## Document excerpt
*** Begin section ***

Which part? I think Grant, in the rest of that section in his memoirs, does a good job outlining the materialist case and that's a primary source from someone who traveled throughout the so-called confederate states. Far better to fire up Google Books than to read my posts (true always and everywhere, tbh).

The US Conference of Catholic Bishops has outlined the other part in their statements on the past weekend.
 
Well, we're all largely blind to our own stupidity, biases, etc. I'm pretty confident most southerners today do not self identify as racist.

Maybe so but that's not a very overwhelming most. And it's also irrelevant. When people repeatedly make racist statements, support racist causes, display racist symbols, or hold racist views (after being told that those statements, causes, symbols, and views are racist) it doesn't matter whether they self identify as racist.
 
Which part? I think Grant, in the rest of that section in his memoirs, does a good job outlining the materialist case and that's a primary source from someone who traveled throughout the so-called confederate states. Far better to fire up Google Books than to read my posts (true always and everywhere, tbh).

The US Conference of Catholic Bishops has outlined the other part in their statements on the past weekend.

What pointed toward emancipation?
 

True but those dates also correspond to when most of the vets started to die off of old age in the 1900's-1920's as well as significant Civil War anniversaries like the 50 and 100 year anniversaries of the war. It would be interesting to see a graphic of World War II memorials for comparison.

*** End section ***

## Dataset
*** Begin section ***

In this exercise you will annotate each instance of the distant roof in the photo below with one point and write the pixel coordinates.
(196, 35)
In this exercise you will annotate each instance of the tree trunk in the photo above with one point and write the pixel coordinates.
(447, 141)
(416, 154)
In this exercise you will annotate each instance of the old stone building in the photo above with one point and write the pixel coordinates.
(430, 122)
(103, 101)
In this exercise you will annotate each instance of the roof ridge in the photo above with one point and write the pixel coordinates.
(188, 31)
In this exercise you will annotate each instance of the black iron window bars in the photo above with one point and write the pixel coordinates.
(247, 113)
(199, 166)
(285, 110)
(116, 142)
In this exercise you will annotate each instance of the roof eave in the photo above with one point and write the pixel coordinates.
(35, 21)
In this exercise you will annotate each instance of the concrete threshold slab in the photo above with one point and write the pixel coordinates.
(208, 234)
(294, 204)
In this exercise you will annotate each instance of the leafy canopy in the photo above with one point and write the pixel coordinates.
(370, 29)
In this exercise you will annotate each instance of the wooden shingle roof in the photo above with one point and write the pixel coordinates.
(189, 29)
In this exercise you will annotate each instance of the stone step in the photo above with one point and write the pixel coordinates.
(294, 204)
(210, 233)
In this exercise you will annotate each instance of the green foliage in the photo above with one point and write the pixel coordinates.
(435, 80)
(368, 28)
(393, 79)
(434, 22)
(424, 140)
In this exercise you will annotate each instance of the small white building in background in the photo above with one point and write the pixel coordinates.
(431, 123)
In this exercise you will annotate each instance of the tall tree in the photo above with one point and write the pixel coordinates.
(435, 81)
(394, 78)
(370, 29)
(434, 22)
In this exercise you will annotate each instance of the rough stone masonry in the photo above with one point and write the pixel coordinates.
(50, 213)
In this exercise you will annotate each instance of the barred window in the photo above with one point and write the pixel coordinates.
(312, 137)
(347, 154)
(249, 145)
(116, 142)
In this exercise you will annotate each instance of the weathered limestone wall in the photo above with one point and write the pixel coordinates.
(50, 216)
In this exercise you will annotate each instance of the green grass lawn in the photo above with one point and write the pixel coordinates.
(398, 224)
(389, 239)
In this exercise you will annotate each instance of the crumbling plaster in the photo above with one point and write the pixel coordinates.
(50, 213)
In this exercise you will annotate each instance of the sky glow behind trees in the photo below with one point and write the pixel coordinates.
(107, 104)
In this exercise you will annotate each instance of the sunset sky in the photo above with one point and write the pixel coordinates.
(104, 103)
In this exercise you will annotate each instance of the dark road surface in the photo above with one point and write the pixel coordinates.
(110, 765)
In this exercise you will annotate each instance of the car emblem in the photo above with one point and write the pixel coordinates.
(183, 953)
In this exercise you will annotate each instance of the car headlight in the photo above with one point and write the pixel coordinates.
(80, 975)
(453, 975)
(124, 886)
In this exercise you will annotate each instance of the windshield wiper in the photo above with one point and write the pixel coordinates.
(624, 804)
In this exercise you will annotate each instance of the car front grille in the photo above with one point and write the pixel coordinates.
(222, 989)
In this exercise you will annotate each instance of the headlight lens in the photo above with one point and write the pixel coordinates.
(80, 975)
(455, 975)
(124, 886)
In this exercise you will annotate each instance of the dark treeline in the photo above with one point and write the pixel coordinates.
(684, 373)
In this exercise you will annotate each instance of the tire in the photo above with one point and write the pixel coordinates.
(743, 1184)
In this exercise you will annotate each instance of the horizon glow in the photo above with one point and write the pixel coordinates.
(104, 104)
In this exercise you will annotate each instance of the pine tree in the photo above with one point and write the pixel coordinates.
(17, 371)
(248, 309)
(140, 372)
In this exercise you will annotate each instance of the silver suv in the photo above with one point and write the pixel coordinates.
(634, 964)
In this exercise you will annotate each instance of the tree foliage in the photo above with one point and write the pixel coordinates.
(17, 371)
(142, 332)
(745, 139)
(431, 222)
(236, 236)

*** End section ***

## Work task 1
Please copy a passage from the forum discussion word for word, beginning at the words "Well, we're all" and stopping after "they self identify as racist.".
## Work task 2
In the forum discussion, what does the last comment say would be interesting to see?
The entries aren't needed for this work.

## Task solution 1
Well, we're all largely blind to our own stupidity, biases, etc. I'm pretty confident most southerners today do not self identify as racist.

Maybe so but that's not a very overwhelming most. And it's also irrelevant. When people repeatedly make racist statements, support racist causes, display racist symbols, or hold racist views (after being told that those statements, causes, symbols, and views are racist) it doesn't matter whether they self identify as racist.

## Task solution 2
A graphic of World War II memorials for comparison.